**Collected data:**
——

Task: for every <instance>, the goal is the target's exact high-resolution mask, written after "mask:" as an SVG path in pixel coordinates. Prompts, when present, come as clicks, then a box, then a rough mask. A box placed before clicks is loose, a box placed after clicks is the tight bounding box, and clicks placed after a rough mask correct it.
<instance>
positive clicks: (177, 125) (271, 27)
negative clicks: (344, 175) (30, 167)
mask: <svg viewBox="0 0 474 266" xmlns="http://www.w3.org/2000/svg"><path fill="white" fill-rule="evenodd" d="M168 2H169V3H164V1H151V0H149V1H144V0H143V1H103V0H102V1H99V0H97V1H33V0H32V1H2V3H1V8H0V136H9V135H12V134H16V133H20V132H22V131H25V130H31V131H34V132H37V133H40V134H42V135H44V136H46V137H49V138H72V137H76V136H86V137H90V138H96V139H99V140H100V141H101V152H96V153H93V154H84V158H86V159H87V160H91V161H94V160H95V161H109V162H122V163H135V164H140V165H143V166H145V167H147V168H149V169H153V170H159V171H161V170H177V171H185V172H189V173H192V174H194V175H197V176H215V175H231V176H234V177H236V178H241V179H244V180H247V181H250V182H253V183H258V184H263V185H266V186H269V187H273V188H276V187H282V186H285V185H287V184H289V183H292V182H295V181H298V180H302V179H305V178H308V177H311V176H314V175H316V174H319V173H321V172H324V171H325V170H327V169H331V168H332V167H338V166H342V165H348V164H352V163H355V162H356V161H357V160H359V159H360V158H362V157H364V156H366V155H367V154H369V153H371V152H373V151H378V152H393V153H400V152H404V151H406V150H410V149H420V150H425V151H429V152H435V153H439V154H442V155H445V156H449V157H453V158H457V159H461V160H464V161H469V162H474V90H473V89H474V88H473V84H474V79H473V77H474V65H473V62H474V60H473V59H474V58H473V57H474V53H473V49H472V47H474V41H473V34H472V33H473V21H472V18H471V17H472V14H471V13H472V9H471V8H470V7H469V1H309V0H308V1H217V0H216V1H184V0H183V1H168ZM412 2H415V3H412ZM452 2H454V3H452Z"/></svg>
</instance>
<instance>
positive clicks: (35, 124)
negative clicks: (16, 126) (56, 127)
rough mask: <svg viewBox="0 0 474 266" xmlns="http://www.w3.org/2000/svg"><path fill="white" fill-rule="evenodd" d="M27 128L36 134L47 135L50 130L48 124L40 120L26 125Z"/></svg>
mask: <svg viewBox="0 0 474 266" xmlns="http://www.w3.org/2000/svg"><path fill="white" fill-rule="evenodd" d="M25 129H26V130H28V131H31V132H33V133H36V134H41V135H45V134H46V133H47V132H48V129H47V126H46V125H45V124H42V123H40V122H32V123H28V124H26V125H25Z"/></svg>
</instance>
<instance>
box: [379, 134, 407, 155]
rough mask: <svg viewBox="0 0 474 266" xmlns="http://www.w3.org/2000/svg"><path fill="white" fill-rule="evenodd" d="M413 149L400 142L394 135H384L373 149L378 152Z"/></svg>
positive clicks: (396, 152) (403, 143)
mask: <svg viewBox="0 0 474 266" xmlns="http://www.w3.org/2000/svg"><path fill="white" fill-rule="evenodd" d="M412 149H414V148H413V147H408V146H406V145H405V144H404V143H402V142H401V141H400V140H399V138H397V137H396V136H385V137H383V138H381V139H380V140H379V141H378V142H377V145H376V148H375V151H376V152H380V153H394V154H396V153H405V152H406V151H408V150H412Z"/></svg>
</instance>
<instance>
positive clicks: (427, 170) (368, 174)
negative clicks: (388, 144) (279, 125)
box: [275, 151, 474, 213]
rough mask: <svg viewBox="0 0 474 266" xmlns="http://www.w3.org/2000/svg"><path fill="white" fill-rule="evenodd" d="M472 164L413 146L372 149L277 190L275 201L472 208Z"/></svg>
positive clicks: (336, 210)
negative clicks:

——

**YOUR INSTRUCTIONS:** Only the lines from the one containing "positive clicks: (427, 170) (368, 174)" through the last line of the records above are to be reproduced, exactly and with both ends included.

**FINISHED TASK:**
positive clicks: (427, 170) (368, 174)
negative clicks: (388, 144) (279, 125)
box: [275, 151, 474, 213]
rough mask: <svg viewBox="0 0 474 266" xmlns="http://www.w3.org/2000/svg"><path fill="white" fill-rule="evenodd" d="M472 164L413 146L372 149L277 190L275 201L472 208Z"/></svg>
positive clicks: (336, 210)
negative clicks:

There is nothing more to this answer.